:: Task instructions ::
Would you copy out the whole listing exactly as given?

:: Given records ::
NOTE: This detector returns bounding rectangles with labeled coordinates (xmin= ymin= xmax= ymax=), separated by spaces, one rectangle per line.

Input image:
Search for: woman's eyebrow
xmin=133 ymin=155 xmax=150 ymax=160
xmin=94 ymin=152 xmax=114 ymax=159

:: Solution to this exercise ::
NOTE: This detector returns bounding rectangles with labeled coordinates (xmin= ymin= xmax= ymax=), separated by spaces, one rectangle per line.

Input image:
Search for: woman's eyebrow
xmin=133 ymin=155 xmax=150 ymax=160
xmin=94 ymin=152 xmax=114 ymax=159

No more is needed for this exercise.